■ Set exercise ■
Return every line below verbatim, changing nothing.

** Begin Data **

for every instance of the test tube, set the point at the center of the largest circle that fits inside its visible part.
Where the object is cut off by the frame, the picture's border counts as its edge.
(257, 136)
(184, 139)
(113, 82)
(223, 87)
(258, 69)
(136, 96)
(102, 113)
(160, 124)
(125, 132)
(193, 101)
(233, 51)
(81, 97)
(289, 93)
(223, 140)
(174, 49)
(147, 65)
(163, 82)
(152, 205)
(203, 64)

** End Data **

■ Correct output ■
for every instance of the test tube, set the point at the center of the largest circle that fits inside its visible part.
Where the object is cut off by the frame, the picture's border counts as its edge.
(257, 136)
(184, 139)
(113, 82)
(223, 87)
(258, 69)
(136, 96)
(102, 113)
(160, 124)
(125, 132)
(193, 101)
(233, 51)
(81, 97)
(289, 93)
(223, 140)
(174, 49)
(147, 65)
(163, 82)
(152, 205)
(203, 64)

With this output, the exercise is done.